Provided passage ▸
Racial makeup (2011)
- • Black African: 9.9%
- • Coloured: 17.5%
- • Indian/Asian: 0.5%
- • White: 71.5%
- • Other: 0.6%

First languages (2011)
- • Afrikaans: 93.4%
- • English: 4.3%
- • Other: 2.3%
- Time zone: UTC+2 (SAST)
- Postal code (street): 6520
- PO box: 6520
- Area code: 044

= Hartenbos =

Town in Western Cape, South Africa

Hartenbos is a town in the Western Cape province of South Africa. It is located some 45 kilometres outside George, South Africa. It belongs, together with 20 other settlements, to the Mossel Bay Local Municipality. Originally a farm, the South African Railways and Harbours turned it into a holiday resort for their lower-rung employees in 1933.

==Population==
The 2001 census showed a population of 71,494 for the whole municipality. The official estimate of 2005 regards 99,676 as a proper figure for an increased population. Although no official figures have been made available, it is estimated that around 15% of these figures relate to the current population of Hartenbos.

Objective 1 ▸
Copy the part of the records that begins with their first line and ends with the line containing "(1121, 470)", keeping both of those lines. Omit the pictures.
The Hartenbos text and the records are unrelated material.

[Dataset records on where objects are located]

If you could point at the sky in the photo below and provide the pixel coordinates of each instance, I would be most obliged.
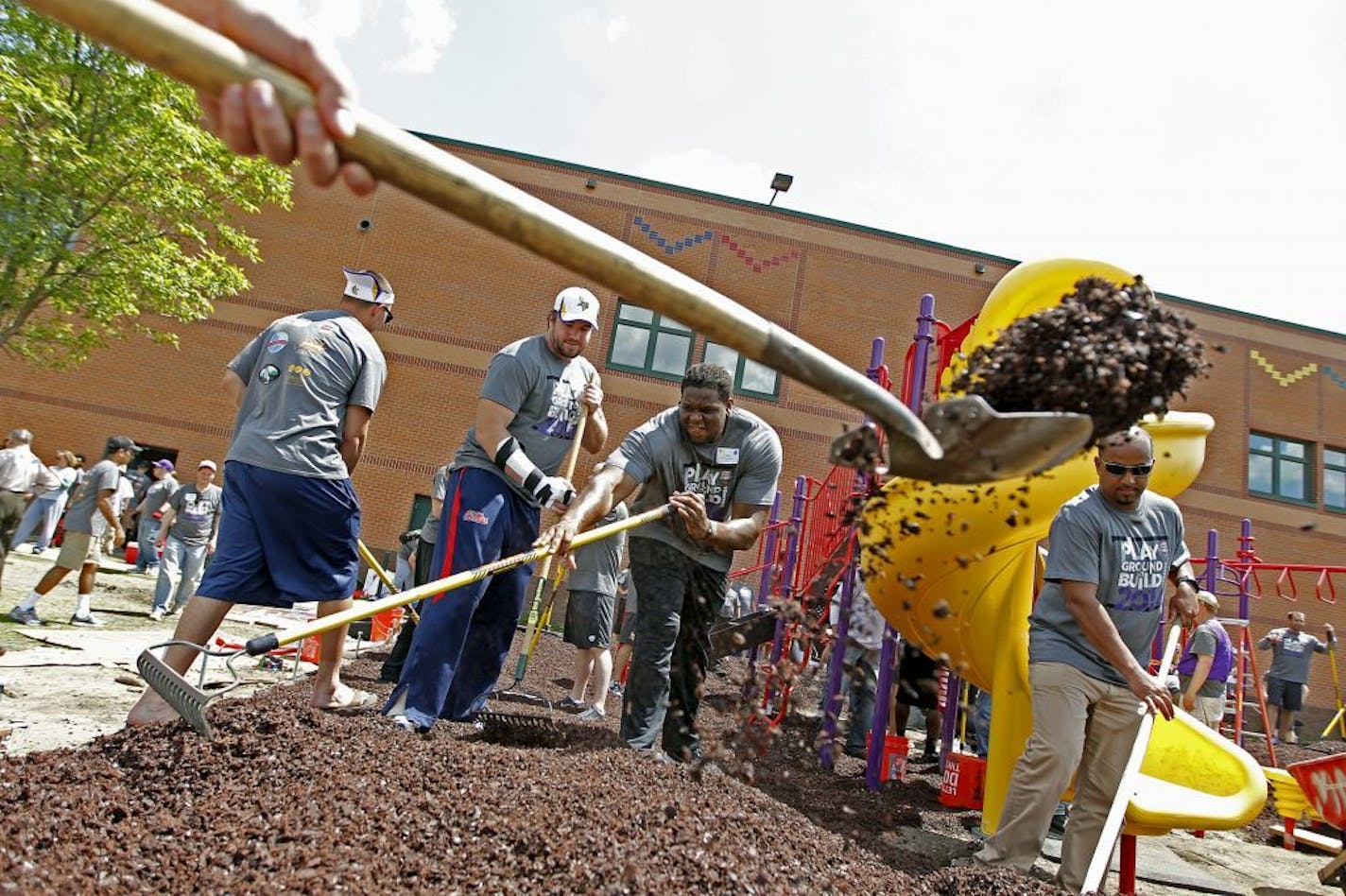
(1197, 143)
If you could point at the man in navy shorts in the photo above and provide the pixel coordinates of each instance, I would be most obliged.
(305, 389)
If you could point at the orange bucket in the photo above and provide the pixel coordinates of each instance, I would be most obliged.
(385, 623)
(964, 781)
(894, 766)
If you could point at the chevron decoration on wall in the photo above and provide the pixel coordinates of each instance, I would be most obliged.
(663, 242)
(752, 263)
(1283, 380)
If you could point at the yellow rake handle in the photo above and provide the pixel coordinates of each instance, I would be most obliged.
(269, 642)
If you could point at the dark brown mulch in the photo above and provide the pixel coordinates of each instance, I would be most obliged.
(288, 800)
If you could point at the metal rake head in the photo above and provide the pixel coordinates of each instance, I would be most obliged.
(186, 698)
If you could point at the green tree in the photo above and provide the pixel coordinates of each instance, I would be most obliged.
(117, 213)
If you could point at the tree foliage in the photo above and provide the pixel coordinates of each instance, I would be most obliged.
(117, 212)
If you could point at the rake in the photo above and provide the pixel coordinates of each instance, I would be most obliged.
(191, 701)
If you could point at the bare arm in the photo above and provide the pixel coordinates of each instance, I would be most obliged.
(1082, 601)
(233, 388)
(605, 490)
(353, 435)
(250, 117)
(595, 431)
(111, 514)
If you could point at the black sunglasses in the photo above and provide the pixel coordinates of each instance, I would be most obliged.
(1121, 470)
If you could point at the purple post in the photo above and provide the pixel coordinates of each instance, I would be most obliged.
(913, 393)
(832, 688)
(792, 548)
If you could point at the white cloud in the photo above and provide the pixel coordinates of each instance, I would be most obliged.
(428, 26)
(616, 27)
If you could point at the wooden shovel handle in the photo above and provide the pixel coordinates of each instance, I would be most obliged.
(209, 62)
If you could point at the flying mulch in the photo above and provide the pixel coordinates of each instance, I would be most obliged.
(1113, 353)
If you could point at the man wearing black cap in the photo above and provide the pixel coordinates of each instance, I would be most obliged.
(79, 549)
(305, 389)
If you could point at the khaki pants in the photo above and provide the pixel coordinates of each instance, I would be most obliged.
(1077, 721)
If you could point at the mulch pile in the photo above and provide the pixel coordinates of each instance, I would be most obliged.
(1111, 352)
(289, 800)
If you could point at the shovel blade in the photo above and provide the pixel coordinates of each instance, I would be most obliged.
(984, 445)
(187, 701)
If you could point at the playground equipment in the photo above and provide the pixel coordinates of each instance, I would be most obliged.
(952, 568)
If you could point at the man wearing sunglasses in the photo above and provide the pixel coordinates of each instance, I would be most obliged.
(1114, 548)
(305, 388)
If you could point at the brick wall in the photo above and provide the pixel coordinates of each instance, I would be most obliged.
(462, 294)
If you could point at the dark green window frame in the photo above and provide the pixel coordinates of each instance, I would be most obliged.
(649, 343)
(1280, 469)
(1334, 478)
(750, 377)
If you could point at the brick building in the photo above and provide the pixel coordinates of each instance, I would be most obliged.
(1278, 454)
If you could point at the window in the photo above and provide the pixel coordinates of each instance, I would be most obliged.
(1334, 478)
(750, 378)
(649, 343)
(1278, 467)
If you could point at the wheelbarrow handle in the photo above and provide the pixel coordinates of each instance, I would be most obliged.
(266, 644)
(210, 62)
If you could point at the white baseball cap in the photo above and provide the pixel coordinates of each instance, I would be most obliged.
(368, 285)
(577, 302)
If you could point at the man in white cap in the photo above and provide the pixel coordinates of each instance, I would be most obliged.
(186, 537)
(305, 389)
(500, 480)
(78, 546)
(22, 476)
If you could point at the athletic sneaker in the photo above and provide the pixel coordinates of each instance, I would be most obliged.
(26, 616)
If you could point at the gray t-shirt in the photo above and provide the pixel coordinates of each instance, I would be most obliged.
(159, 494)
(84, 505)
(1289, 658)
(1203, 642)
(544, 391)
(740, 469)
(196, 513)
(1129, 556)
(438, 487)
(301, 374)
(596, 562)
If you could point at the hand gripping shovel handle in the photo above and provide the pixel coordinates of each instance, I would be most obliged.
(535, 619)
(209, 62)
(1127, 785)
(264, 644)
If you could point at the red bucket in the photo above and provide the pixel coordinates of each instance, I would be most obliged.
(894, 766)
(964, 781)
(385, 623)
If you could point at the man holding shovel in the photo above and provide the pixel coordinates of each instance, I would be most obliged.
(1113, 548)
(501, 479)
(717, 467)
(305, 389)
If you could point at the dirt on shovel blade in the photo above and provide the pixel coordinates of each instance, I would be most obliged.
(291, 800)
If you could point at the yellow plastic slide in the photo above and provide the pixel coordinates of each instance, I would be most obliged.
(952, 568)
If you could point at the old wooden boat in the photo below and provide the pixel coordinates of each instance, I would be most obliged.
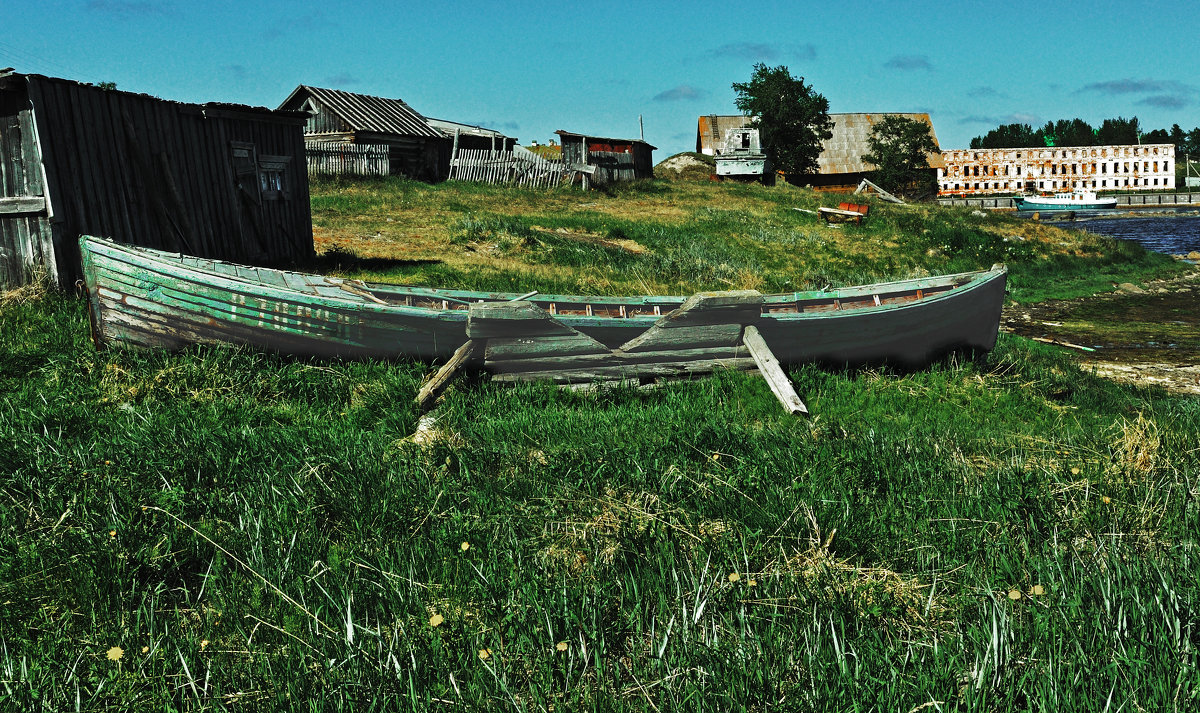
(1067, 201)
(150, 298)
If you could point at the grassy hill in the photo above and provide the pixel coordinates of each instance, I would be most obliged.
(229, 529)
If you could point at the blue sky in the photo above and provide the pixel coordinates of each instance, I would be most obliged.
(532, 67)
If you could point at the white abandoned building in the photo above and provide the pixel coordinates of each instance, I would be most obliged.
(1057, 168)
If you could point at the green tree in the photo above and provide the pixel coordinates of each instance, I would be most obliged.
(1073, 132)
(792, 119)
(1158, 136)
(1117, 131)
(899, 149)
(1008, 136)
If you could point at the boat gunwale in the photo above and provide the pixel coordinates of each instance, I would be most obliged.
(171, 264)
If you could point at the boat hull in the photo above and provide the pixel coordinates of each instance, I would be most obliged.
(147, 298)
(1063, 204)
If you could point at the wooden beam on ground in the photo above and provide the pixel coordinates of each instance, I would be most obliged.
(771, 370)
(438, 382)
(865, 184)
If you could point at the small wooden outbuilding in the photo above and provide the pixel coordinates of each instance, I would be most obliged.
(414, 148)
(214, 180)
(615, 159)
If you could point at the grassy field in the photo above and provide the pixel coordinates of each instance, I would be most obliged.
(225, 529)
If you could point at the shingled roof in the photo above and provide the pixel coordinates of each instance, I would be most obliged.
(363, 112)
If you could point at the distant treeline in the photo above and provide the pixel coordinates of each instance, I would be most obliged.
(1077, 132)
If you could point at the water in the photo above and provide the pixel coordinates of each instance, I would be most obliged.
(1170, 235)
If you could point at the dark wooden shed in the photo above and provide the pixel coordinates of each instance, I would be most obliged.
(615, 160)
(414, 148)
(214, 180)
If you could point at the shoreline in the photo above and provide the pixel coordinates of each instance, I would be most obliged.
(1138, 335)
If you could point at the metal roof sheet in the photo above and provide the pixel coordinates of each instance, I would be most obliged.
(448, 127)
(607, 139)
(363, 112)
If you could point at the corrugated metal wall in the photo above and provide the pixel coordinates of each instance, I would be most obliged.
(163, 174)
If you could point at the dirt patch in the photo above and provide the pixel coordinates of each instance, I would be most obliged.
(1149, 335)
(685, 167)
(585, 237)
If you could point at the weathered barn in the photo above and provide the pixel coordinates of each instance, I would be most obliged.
(414, 148)
(214, 180)
(841, 166)
(615, 160)
(973, 172)
(840, 163)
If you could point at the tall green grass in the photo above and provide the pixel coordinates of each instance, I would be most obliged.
(253, 532)
(682, 237)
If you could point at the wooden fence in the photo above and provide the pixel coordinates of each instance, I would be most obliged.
(519, 167)
(343, 159)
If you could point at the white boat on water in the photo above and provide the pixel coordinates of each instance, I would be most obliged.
(1072, 201)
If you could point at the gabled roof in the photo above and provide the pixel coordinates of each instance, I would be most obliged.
(603, 138)
(843, 153)
(361, 112)
(711, 130)
(448, 127)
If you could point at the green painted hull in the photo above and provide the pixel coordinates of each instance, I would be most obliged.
(148, 298)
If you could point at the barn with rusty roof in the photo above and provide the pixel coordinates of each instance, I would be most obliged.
(841, 166)
(413, 147)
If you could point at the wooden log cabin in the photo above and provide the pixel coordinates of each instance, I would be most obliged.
(215, 180)
(414, 148)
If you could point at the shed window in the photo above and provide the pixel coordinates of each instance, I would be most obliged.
(270, 177)
(258, 175)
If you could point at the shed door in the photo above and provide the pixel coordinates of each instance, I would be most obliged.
(27, 245)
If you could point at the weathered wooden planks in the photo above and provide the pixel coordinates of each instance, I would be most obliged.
(519, 167)
(442, 378)
(780, 385)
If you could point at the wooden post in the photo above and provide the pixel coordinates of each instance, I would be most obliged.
(778, 381)
(438, 382)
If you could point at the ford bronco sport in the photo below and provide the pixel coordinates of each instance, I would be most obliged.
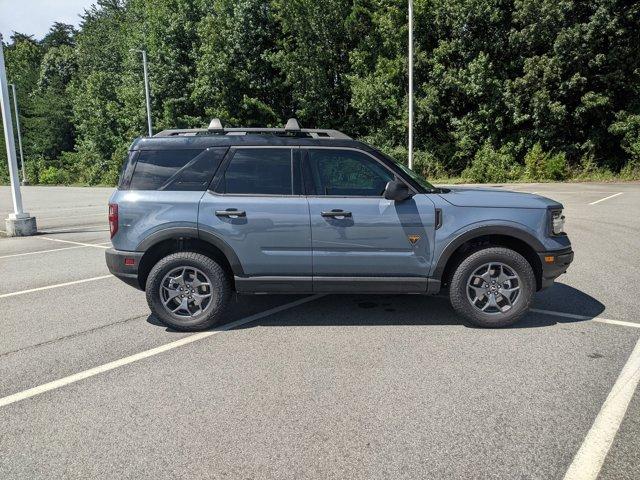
(201, 213)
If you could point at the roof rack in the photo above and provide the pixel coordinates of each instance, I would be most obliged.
(292, 128)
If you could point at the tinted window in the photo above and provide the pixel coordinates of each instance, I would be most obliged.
(155, 167)
(196, 175)
(345, 172)
(127, 170)
(259, 171)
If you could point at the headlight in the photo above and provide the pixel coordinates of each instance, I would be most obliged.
(557, 222)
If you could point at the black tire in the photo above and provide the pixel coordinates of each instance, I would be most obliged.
(458, 287)
(210, 315)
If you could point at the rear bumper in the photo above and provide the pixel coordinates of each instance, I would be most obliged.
(127, 273)
(554, 263)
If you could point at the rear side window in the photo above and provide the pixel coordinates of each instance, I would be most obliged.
(171, 170)
(345, 173)
(128, 166)
(258, 171)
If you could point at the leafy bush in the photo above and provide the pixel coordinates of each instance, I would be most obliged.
(54, 176)
(492, 166)
(541, 165)
(589, 170)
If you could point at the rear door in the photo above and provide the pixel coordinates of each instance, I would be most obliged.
(357, 232)
(256, 206)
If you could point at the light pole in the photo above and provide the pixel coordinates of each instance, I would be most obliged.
(15, 109)
(19, 222)
(411, 84)
(146, 86)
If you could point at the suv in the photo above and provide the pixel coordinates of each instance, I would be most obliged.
(202, 213)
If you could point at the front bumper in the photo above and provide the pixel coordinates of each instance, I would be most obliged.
(117, 266)
(554, 263)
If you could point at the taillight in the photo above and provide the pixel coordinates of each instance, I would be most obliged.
(113, 219)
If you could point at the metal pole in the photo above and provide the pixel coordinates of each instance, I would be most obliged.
(8, 137)
(411, 84)
(146, 90)
(15, 109)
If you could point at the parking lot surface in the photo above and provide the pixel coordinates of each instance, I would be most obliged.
(92, 386)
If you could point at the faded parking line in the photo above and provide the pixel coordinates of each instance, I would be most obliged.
(16, 397)
(584, 317)
(606, 198)
(40, 251)
(96, 245)
(57, 285)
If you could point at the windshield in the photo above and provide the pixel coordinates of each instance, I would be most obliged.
(414, 176)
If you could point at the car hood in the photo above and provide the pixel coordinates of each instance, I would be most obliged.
(493, 197)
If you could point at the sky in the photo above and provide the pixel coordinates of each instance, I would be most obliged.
(34, 17)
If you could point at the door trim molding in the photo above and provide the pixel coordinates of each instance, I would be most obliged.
(336, 285)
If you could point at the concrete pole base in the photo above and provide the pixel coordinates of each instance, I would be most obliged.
(20, 225)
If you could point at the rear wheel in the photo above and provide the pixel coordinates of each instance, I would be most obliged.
(188, 291)
(492, 287)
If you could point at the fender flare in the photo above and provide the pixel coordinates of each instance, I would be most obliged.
(193, 232)
(504, 230)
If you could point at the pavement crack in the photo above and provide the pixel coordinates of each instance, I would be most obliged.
(73, 335)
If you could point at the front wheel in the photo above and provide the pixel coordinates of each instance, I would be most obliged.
(492, 287)
(188, 291)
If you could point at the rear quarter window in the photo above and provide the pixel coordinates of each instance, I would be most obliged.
(171, 170)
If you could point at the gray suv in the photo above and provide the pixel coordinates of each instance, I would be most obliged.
(202, 213)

Objective 2 ▸
According to the Hartenbos text, which local municipality does Hartenbos belong to?

Finished answer 1 ▸
If you could point at the sky in the photo below and provide the pixel coordinates of each instance, I would be most obliged.
(1197, 143)
If you could point at the man in navy shorts in the photo above and provide the pixel coordinates of each instance, I would be most obliged.
(305, 389)
If you could point at the orange bucket in the photo above and provide the pixel coordinates of each instance, I would be most obliged.
(385, 623)
(964, 781)
(894, 766)
If you could point at the chevron decoration on wall in the photo above and provide the pixel coordinates of each instance, I would be most obliged.
(663, 242)
(752, 263)
(1283, 380)
If you could point at the yellow rake handle in the photo above and provide the pixel coordinates of each instance, I would be most obliged.
(269, 642)
If you could point at the dark brown mulch in the photo above and provide the pixel coordinates of each instance, I would be most obliged.
(288, 800)
If you could point at the metal rake head in the photo above and provide the pixel coordinates of each instance, I would be most obliged.
(186, 698)
If you could point at the green tree in the photo above and provide the pixel coordinates of each instance, I would be most obliged.
(117, 213)
If you could point at the tree foliage in the photo above and provide the pixel coordinates of each instance, I would be most obliged.
(117, 212)
If you could point at the rake in the photo above and provide the pixel coordinates of each instance, I would be most obliged.
(191, 701)
If you could point at the bare arm in the photo above and provide the pixel coordinates of each instance, I would be most obliged.
(1082, 601)
(233, 388)
(605, 490)
(353, 435)
(250, 117)
(595, 431)
(111, 514)
If you could point at the black sunglasses in the photo above and provide the pixel coordinates of each instance, I would be most obliged.
(1121, 470)

Finished answer 2 ▸
The Mossel Bay Local Municipality